─── Given data
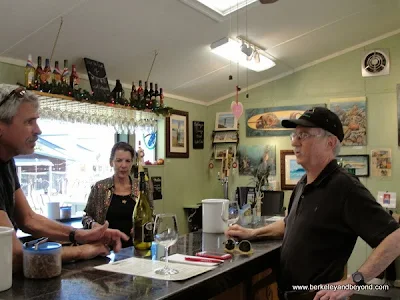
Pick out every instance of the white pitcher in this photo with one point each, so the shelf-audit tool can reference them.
(5, 258)
(215, 215)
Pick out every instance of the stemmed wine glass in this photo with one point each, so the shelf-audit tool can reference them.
(233, 212)
(166, 234)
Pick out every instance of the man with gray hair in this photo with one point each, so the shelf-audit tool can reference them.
(328, 210)
(19, 132)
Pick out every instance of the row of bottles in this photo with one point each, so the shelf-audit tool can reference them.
(142, 217)
(140, 98)
(39, 75)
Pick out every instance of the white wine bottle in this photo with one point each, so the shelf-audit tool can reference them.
(142, 217)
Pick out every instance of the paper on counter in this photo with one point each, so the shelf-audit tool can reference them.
(180, 258)
(146, 268)
(275, 218)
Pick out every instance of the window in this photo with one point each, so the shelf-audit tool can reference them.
(68, 159)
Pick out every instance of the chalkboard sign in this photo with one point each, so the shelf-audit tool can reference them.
(157, 190)
(98, 79)
(198, 135)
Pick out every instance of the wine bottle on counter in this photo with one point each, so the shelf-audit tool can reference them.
(142, 217)
(29, 72)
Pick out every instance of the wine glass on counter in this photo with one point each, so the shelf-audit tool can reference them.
(233, 212)
(166, 235)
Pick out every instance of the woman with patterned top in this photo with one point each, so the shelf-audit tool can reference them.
(113, 199)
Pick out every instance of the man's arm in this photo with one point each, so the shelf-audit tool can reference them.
(35, 224)
(382, 256)
(38, 225)
(86, 251)
(274, 230)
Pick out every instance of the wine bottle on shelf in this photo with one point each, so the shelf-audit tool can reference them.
(151, 97)
(56, 78)
(161, 98)
(142, 217)
(156, 97)
(146, 92)
(65, 73)
(118, 93)
(74, 78)
(39, 71)
(29, 72)
(133, 99)
(46, 75)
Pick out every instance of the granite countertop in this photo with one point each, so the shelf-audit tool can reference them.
(81, 281)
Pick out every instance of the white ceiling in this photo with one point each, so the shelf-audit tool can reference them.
(124, 34)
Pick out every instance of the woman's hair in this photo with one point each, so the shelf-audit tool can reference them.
(10, 108)
(121, 146)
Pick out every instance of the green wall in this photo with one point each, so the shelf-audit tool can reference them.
(335, 78)
(188, 181)
(182, 178)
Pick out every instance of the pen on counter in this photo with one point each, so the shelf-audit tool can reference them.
(200, 259)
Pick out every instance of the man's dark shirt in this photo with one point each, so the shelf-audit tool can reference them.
(9, 183)
(323, 223)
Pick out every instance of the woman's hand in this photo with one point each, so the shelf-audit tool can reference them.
(240, 232)
(102, 234)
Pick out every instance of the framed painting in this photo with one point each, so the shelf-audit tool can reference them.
(267, 121)
(355, 164)
(177, 134)
(221, 149)
(352, 112)
(291, 171)
(225, 121)
(225, 137)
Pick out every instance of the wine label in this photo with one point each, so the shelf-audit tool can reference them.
(147, 232)
(144, 233)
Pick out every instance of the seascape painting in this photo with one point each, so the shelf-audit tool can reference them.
(296, 171)
(251, 157)
(352, 112)
(267, 121)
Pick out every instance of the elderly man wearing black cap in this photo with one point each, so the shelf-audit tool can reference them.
(328, 210)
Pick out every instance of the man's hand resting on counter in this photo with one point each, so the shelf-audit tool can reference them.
(237, 231)
(102, 234)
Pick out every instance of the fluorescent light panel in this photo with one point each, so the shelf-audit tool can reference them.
(230, 49)
(225, 7)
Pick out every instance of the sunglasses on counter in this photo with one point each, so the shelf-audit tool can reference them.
(242, 247)
(18, 92)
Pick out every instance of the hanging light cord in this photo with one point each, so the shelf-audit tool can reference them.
(151, 68)
(56, 41)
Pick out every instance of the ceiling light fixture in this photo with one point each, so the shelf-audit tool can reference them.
(232, 49)
(227, 6)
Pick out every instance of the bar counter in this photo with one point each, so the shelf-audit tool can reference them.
(234, 279)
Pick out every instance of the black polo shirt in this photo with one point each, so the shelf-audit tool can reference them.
(9, 183)
(323, 223)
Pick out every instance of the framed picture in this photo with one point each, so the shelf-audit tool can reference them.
(356, 164)
(220, 150)
(225, 121)
(291, 171)
(177, 134)
(225, 137)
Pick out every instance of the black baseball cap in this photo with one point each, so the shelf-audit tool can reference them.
(320, 117)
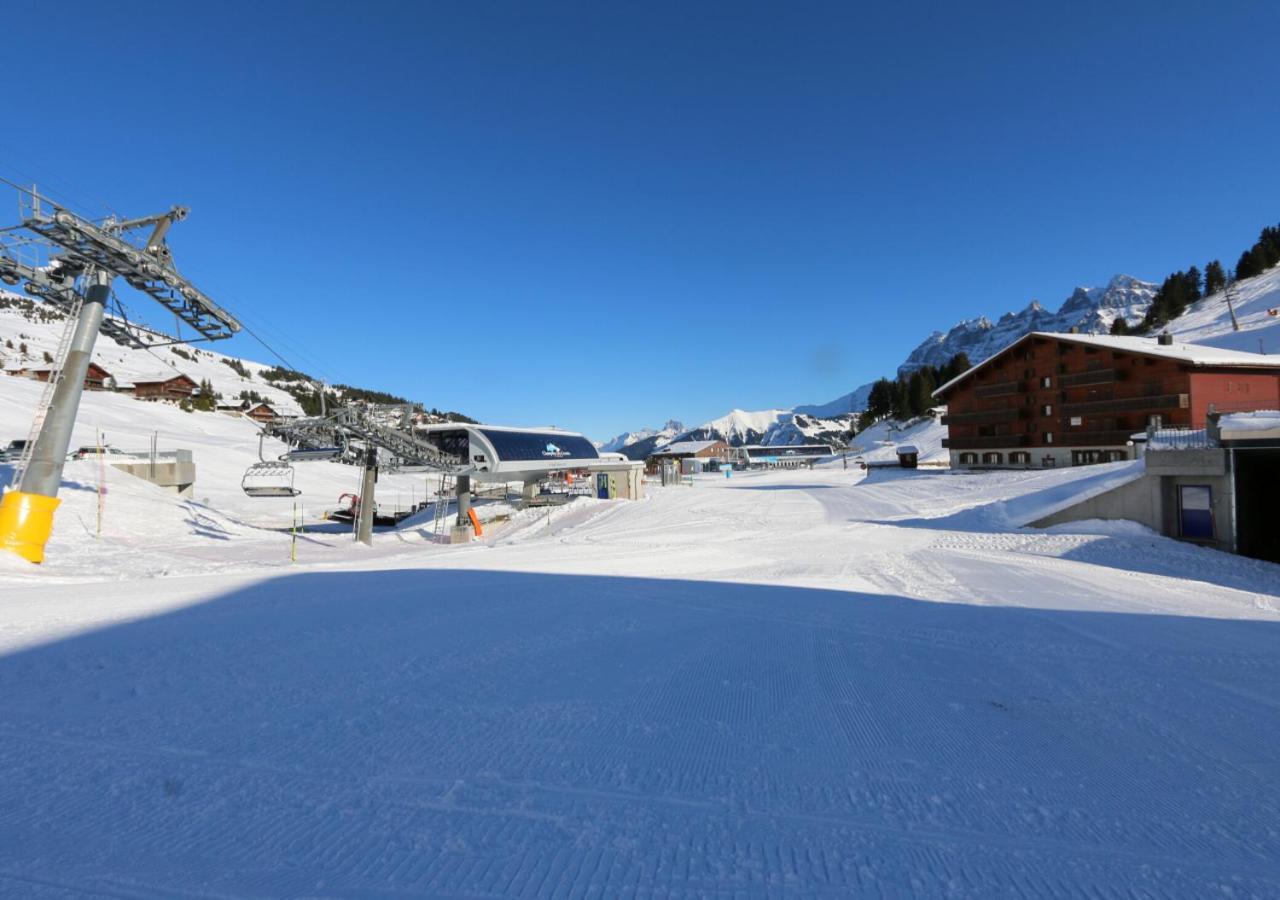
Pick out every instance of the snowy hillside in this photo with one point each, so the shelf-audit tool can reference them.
(855, 401)
(40, 329)
(740, 426)
(666, 434)
(880, 442)
(23, 323)
(1208, 321)
(1091, 310)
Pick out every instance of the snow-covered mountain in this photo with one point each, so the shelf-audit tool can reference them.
(855, 401)
(740, 426)
(616, 444)
(30, 333)
(1257, 311)
(1091, 310)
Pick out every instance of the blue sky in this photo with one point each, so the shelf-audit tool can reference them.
(602, 216)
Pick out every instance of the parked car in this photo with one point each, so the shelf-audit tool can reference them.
(13, 452)
(82, 452)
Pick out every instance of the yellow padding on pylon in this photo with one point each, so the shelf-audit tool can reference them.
(26, 522)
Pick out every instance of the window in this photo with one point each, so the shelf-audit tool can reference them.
(1196, 511)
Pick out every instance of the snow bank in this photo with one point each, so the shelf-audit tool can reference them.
(1261, 420)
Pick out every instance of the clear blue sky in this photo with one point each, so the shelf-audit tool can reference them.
(600, 215)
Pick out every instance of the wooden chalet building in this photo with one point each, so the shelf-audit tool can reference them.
(173, 388)
(95, 379)
(1070, 400)
(686, 450)
(261, 412)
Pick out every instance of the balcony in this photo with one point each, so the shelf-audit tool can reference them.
(981, 416)
(1082, 378)
(1128, 405)
(1114, 438)
(991, 442)
(997, 389)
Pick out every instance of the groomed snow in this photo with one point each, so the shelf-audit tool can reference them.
(777, 684)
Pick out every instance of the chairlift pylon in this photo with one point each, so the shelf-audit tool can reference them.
(269, 478)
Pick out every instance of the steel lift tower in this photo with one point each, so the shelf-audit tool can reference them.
(72, 263)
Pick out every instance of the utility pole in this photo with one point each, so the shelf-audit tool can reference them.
(1226, 289)
(94, 254)
(44, 471)
(365, 526)
(461, 531)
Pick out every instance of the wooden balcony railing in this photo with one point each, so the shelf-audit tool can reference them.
(1155, 403)
(990, 442)
(981, 416)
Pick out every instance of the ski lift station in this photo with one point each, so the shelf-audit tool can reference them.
(781, 456)
(502, 453)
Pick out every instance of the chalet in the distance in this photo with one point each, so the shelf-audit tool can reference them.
(1070, 400)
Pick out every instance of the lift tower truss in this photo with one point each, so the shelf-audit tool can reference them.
(71, 263)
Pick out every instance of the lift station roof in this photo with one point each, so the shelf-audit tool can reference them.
(511, 452)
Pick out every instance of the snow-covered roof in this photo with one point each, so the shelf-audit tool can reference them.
(1196, 355)
(158, 377)
(1251, 425)
(686, 447)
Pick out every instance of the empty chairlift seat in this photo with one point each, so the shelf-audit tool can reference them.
(269, 479)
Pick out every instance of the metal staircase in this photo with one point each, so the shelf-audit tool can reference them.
(442, 506)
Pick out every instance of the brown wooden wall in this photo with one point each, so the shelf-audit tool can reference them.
(1095, 397)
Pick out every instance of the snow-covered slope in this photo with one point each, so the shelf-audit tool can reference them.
(26, 323)
(1208, 321)
(835, 684)
(880, 442)
(667, 433)
(1091, 310)
(855, 401)
(740, 426)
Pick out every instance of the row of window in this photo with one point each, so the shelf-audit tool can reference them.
(1024, 458)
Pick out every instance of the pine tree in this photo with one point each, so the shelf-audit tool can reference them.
(1215, 277)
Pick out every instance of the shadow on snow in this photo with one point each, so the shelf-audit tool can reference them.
(474, 732)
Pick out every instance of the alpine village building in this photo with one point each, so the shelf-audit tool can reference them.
(1070, 400)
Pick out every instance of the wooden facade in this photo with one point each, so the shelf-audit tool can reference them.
(177, 388)
(95, 379)
(1059, 400)
(263, 414)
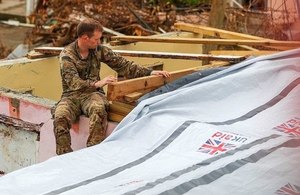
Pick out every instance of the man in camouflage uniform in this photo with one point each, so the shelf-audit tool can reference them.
(82, 86)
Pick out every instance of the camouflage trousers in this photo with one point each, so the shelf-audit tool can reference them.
(68, 110)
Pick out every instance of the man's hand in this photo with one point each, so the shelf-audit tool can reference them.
(105, 81)
(160, 72)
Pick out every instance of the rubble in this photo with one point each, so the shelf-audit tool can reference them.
(127, 17)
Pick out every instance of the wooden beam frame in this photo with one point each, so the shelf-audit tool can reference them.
(146, 54)
(130, 90)
(242, 52)
(220, 33)
(287, 44)
(215, 32)
(117, 90)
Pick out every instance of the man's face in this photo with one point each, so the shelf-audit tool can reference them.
(94, 41)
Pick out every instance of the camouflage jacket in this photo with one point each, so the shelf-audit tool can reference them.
(77, 74)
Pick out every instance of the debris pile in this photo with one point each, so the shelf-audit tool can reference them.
(4, 51)
(56, 21)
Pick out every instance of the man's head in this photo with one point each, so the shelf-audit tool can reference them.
(89, 31)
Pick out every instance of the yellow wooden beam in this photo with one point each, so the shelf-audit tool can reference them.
(215, 32)
(287, 44)
(117, 90)
(241, 52)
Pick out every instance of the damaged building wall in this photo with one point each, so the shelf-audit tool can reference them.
(19, 143)
(41, 77)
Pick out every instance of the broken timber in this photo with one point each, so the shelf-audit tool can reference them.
(289, 44)
(117, 90)
(234, 59)
(220, 33)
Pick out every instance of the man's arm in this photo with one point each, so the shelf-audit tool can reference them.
(70, 75)
(125, 67)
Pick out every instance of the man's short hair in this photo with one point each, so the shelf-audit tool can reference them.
(88, 27)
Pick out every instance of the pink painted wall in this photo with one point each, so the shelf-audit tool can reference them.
(34, 110)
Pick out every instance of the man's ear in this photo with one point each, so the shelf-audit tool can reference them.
(84, 36)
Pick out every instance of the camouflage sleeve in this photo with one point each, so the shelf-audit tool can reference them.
(123, 66)
(70, 74)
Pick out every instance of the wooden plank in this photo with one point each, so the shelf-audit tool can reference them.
(118, 110)
(117, 90)
(215, 32)
(132, 97)
(220, 33)
(286, 44)
(115, 117)
(242, 52)
(146, 54)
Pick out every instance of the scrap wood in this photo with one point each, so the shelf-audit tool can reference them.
(241, 52)
(220, 33)
(117, 90)
(215, 32)
(147, 54)
(287, 44)
(118, 110)
(131, 90)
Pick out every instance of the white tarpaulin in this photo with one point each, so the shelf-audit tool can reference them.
(232, 132)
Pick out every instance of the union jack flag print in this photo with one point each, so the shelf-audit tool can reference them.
(214, 147)
(289, 189)
(291, 127)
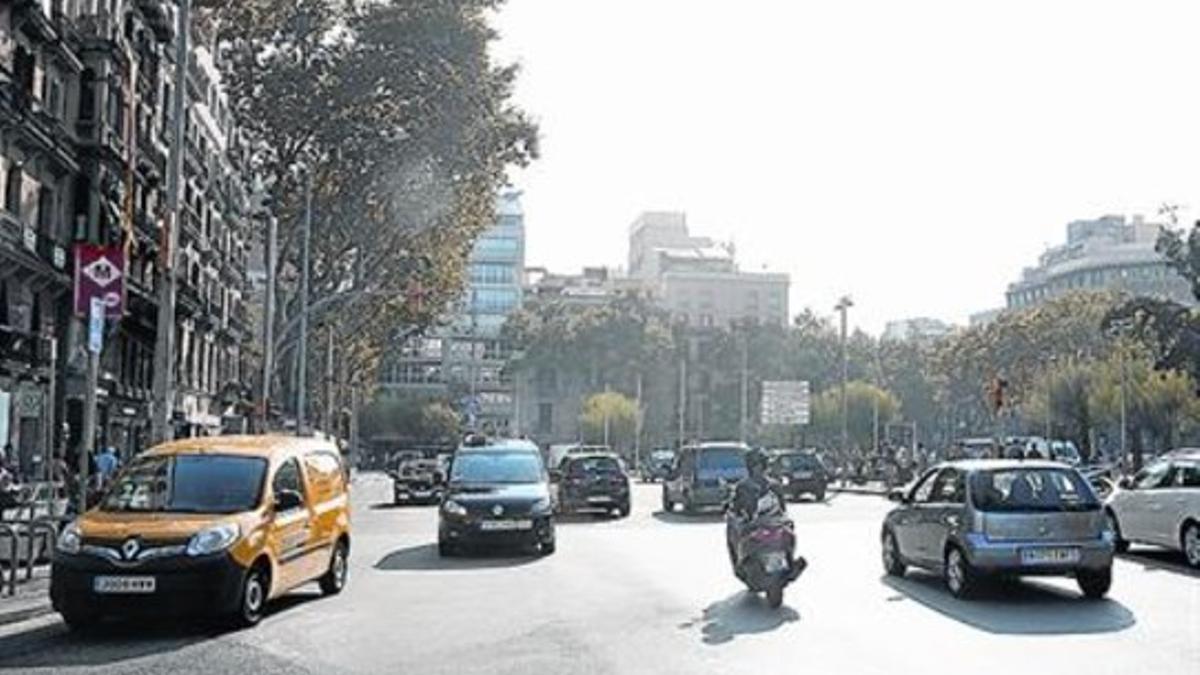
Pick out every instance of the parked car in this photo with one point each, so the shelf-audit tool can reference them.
(657, 465)
(418, 482)
(593, 482)
(976, 519)
(703, 475)
(498, 494)
(216, 525)
(799, 472)
(1161, 506)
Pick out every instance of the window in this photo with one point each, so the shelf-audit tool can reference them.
(1187, 475)
(288, 478)
(1153, 476)
(925, 489)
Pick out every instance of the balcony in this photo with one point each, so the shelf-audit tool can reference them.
(161, 18)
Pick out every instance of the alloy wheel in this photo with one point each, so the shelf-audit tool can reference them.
(1192, 544)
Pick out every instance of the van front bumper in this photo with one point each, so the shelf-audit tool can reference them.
(1006, 557)
(205, 585)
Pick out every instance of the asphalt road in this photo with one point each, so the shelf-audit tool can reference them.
(653, 593)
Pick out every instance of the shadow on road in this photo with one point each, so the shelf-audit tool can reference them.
(1158, 560)
(1017, 607)
(425, 559)
(741, 614)
(390, 506)
(702, 518)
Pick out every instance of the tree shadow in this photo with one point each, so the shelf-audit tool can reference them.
(700, 518)
(425, 559)
(1018, 607)
(741, 614)
(112, 641)
(1161, 560)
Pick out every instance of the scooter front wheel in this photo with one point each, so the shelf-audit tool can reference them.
(775, 595)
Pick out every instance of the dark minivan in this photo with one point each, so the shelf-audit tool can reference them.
(703, 475)
(798, 472)
(498, 494)
(594, 482)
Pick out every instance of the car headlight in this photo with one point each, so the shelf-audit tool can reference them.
(70, 539)
(214, 539)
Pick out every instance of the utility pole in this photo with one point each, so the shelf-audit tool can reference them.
(165, 339)
(745, 387)
(683, 399)
(269, 322)
(844, 304)
(328, 422)
(303, 351)
(95, 345)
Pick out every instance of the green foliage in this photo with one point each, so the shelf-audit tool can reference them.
(414, 419)
(405, 124)
(862, 401)
(619, 412)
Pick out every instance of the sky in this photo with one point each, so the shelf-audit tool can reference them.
(913, 155)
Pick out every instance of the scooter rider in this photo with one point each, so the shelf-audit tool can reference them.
(750, 503)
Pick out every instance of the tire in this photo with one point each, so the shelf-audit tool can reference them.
(891, 555)
(961, 579)
(1191, 542)
(1120, 544)
(339, 571)
(256, 587)
(775, 595)
(1095, 585)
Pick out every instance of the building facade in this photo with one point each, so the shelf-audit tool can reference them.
(465, 360)
(85, 117)
(1107, 254)
(697, 279)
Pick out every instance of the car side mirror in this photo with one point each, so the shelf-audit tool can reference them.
(287, 500)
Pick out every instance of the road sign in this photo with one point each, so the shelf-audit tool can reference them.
(96, 326)
(785, 402)
(100, 273)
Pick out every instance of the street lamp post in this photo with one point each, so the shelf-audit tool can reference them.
(843, 305)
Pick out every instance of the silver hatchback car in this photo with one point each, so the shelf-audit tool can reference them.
(975, 519)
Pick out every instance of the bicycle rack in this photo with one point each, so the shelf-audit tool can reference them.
(52, 533)
(10, 532)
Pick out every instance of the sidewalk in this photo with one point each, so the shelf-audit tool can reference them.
(33, 598)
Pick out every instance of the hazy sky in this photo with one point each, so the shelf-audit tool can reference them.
(912, 154)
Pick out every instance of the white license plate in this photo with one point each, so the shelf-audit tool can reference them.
(774, 562)
(124, 584)
(505, 525)
(1049, 556)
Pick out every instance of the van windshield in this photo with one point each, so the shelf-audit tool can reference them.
(725, 463)
(1032, 490)
(515, 467)
(187, 484)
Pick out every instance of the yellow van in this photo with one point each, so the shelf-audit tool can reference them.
(216, 525)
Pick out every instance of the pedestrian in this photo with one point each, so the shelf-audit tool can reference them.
(107, 465)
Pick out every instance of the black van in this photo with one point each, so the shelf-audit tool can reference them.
(703, 475)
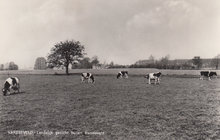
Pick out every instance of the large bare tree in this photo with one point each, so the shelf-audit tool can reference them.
(65, 53)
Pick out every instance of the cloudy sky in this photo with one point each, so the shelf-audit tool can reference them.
(122, 31)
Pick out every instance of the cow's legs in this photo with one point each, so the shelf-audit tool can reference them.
(82, 79)
(158, 80)
(18, 88)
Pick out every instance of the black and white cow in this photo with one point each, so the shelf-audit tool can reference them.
(122, 74)
(87, 76)
(207, 74)
(11, 83)
(154, 76)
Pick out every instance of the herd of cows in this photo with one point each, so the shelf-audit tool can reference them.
(12, 83)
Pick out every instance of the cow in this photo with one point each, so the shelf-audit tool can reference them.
(87, 76)
(122, 74)
(153, 76)
(207, 74)
(11, 83)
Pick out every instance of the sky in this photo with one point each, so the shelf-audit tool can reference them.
(122, 31)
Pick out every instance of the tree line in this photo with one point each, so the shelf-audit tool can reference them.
(9, 66)
(71, 54)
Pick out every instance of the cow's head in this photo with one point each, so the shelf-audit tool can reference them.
(4, 91)
(147, 76)
(92, 78)
(213, 74)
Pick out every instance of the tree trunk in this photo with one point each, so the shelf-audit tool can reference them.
(67, 69)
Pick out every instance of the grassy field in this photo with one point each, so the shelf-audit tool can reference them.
(178, 108)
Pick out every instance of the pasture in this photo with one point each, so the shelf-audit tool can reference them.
(181, 107)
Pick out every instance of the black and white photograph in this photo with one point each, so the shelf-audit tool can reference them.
(110, 69)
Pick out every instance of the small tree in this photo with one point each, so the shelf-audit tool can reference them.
(164, 62)
(95, 60)
(197, 61)
(65, 53)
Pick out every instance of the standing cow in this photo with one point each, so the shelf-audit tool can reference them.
(153, 76)
(11, 83)
(122, 74)
(87, 76)
(207, 74)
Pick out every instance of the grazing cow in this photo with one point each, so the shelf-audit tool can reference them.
(207, 74)
(153, 76)
(122, 74)
(87, 76)
(11, 83)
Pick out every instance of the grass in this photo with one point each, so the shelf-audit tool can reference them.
(178, 108)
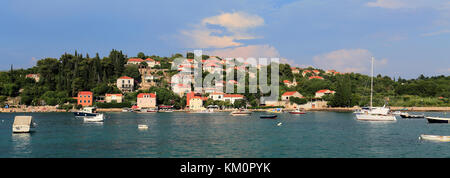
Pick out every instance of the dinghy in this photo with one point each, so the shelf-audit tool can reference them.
(269, 116)
(435, 138)
(437, 120)
(412, 116)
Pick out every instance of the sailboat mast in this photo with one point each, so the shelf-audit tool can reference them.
(371, 87)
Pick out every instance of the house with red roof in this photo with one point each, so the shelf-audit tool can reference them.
(290, 84)
(306, 72)
(151, 62)
(118, 98)
(226, 97)
(135, 61)
(287, 95)
(85, 98)
(146, 100)
(316, 77)
(36, 77)
(125, 84)
(295, 70)
(321, 93)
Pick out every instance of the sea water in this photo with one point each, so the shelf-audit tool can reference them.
(219, 135)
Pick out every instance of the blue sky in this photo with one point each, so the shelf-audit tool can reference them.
(407, 37)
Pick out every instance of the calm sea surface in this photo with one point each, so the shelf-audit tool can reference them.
(316, 135)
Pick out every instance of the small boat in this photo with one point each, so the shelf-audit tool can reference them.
(437, 120)
(86, 111)
(398, 113)
(297, 111)
(411, 116)
(268, 116)
(127, 110)
(97, 118)
(22, 124)
(142, 126)
(275, 110)
(241, 112)
(148, 111)
(435, 138)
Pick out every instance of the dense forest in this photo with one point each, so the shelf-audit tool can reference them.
(61, 79)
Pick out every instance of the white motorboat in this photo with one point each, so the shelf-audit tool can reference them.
(97, 118)
(435, 138)
(374, 113)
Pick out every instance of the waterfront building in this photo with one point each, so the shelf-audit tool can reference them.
(287, 95)
(151, 62)
(146, 100)
(125, 84)
(118, 98)
(36, 77)
(85, 98)
(295, 70)
(226, 97)
(135, 61)
(316, 77)
(290, 84)
(196, 103)
(321, 93)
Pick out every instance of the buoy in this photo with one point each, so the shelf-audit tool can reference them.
(142, 127)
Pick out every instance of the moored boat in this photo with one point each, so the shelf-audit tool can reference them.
(412, 116)
(86, 111)
(437, 120)
(241, 112)
(374, 113)
(268, 116)
(435, 138)
(297, 111)
(97, 118)
(275, 110)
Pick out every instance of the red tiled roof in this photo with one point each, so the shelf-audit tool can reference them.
(289, 93)
(125, 77)
(233, 95)
(316, 77)
(108, 94)
(135, 60)
(325, 91)
(141, 95)
(84, 93)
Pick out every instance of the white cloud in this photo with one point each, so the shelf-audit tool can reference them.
(347, 60)
(254, 51)
(236, 25)
(407, 4)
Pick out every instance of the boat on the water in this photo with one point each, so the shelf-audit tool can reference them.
(268, 116)
(127, 110)
(435, 138)
(86, 111)
(203, 111)
(438, 120)
(241, 112)
(97, 118)
(148, 111)
(23, 124)
(297, 111)
(374, 113)
(412, 116)
(275, 110)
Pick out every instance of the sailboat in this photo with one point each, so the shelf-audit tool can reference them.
(375, 113)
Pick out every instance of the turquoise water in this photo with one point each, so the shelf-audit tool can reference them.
(316, 135)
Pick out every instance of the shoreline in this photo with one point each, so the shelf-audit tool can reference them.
(44, 109)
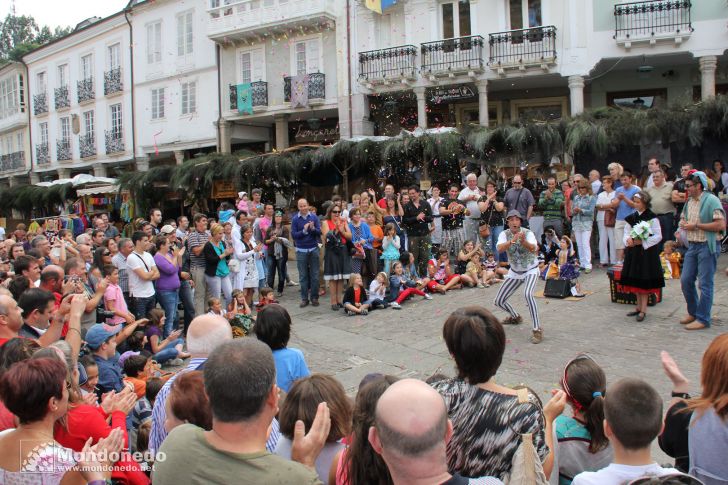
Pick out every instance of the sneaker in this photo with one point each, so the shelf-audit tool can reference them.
(536, 336)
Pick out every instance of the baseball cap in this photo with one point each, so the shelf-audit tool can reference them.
(99, 333)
──────
Reproduce word for word the lines running from the line with "Pick out every instance of the sailboat in" through the end of the data, both included, and nothing else; leave out the pictures.

> [Completed exercise]
Pick out every instance of the sailboat in this photo with one point each, so the shelf-audit tool can reference them.
(375, 113)
Pick out every instance of the turquoise water in this photo with one point each, so the shelf-audit tool can reference them.
(316, 135)
Pick out every instance of the shoreline in this photo with one point each, so the shelf-audit tool can reference them.
(44, 109)
Pick out every instance of the sneaker in this photo with one point each, so the shelf-audit tool can reference them.
(536, 336)
Pick out every instance of the baseball cap in this photo with one point each, so the shelf-audit tool can reference them.
(99, 333)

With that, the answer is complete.